Passage for review:
····················

4 Steps to doing something new

by Aileen Journey

Getting started on something new can be the most difficult thing. Most of the time that we start something new we’re pretty bad at it. I’m not fond of feeling like an idiot so I hesitate to start new things. My most recent goal was of setting up this blog and I knew I would feel incompetent.

The best thing to do is to acknowledge that you know very little and let yourself learn. I know now, that people are reading this blog. I know many of you are probably experienced bloggers. I have technical know-how, but I’m a fledgling blogger. Please, please, please add any helpful information or suggestions you can think of on how I could improve the blog.

These are the steps I used to start doing something pretty unfamiliar to me, setting up this blog:

Education: First, I read lots of blogs and then I started reading blogs about blogging. So basically, I started educating myself. Honestly, I feel completely stupid about blogs and blogging. I feel like I’m getting into it blindly, but I know a couple of things from experience. One, is that this is normal. Any time you start something you feel like an idiot. Being an idiot is really where you need to start. In the Tarot there is a a card with a page watching a fish jump out of a cup (I think it’s the page of cups). It’s the card (in what I read) that talks about being a learner, a beginner and keeping that “beginner” mind where you deal with feeling like a fool (that card can also be about beginnings) and keeping your mind open to learning whatever needs to be learned. Two, is that I’ll gain experience over time. The thing that made me feel best about a blog is that there is a community out there. I hope that more experienced bloggers will nicely tell me the things that I am doing wrong or could be doing better. Start with getting some background on what you want. Try to learn as much as possible from other peoples successes and failures.

····················

Data extracted from a collection:
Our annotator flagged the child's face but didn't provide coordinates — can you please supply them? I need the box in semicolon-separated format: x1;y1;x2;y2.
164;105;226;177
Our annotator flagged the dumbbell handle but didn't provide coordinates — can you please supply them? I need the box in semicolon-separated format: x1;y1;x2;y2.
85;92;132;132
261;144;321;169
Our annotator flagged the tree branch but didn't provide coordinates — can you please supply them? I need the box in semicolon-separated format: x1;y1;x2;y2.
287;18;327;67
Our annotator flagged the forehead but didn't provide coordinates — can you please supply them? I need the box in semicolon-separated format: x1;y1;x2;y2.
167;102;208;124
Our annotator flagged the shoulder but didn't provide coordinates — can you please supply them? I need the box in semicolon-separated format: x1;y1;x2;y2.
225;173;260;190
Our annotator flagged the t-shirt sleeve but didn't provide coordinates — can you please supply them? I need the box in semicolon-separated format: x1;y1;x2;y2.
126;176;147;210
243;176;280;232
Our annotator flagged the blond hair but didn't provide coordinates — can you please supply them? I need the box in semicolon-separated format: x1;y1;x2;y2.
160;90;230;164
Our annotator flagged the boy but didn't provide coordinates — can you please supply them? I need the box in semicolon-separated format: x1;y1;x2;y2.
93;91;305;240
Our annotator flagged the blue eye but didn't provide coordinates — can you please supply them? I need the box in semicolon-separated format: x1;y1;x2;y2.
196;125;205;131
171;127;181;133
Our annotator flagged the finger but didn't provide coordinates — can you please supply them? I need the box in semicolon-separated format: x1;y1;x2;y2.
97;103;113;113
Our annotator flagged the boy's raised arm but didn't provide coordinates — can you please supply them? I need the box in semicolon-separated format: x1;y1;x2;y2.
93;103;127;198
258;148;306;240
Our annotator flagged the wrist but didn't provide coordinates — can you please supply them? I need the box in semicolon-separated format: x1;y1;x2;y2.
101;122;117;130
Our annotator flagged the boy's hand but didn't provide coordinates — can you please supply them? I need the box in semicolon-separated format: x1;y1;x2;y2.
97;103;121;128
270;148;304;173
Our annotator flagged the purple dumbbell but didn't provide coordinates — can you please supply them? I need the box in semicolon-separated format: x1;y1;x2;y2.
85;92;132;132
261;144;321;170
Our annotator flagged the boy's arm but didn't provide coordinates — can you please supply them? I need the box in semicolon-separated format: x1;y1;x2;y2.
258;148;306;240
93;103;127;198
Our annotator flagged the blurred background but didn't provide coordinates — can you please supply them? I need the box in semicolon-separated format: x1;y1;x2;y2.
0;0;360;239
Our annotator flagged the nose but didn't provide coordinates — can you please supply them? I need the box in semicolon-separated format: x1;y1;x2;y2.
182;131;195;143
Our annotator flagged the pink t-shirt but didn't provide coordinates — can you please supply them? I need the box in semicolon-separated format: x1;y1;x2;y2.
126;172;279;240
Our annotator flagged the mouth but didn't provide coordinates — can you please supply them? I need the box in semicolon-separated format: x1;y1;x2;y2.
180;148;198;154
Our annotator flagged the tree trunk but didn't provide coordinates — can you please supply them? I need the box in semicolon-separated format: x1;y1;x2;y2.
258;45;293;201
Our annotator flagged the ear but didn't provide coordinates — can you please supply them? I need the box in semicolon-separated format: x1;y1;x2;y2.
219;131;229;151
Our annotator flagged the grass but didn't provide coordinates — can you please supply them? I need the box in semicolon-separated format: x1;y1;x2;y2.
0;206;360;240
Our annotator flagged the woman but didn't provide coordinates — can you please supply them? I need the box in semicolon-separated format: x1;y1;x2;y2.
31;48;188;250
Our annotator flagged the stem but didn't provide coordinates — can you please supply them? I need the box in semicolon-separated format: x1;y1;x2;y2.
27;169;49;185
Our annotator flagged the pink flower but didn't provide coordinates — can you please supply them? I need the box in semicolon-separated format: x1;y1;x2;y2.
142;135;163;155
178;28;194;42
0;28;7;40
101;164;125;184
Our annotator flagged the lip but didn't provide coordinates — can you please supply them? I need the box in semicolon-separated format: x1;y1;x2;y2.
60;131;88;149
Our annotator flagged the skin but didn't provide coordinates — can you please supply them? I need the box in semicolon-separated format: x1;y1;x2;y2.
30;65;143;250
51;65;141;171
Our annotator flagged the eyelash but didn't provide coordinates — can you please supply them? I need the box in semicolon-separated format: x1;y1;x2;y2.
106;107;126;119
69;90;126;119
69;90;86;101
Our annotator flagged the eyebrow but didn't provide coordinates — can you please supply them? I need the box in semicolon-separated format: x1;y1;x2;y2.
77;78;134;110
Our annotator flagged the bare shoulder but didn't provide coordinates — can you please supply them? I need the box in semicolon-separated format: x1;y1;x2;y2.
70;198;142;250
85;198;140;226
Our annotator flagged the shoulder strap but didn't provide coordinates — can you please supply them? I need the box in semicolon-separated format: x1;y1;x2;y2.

····················

Tasks to perform:
A) From the blog post on starting something new, quote the stretch from "by Aileen Journey" through "would feel incompetent.".
B) Summarize the blog post on starting something new in two sentences.

Solution set:
A)
by Aileen Journey

Getting started on something new can be the most difficult thing. Most of the time that we start something new we’re pretty bad at it. I’m not fond of feeling like an idiot so I hesitate to start new things. My most recent goal was of setting up this blog and I knew I would feel incompetent.

B) The author finds starting something new difficult because beginners are usually bad at it, and names setting up this blog as a recent example. The first step described is education: reading blogs and blogs about blogging, accepting that feeling like an idiot is normal, and learning from other people's successes and failures.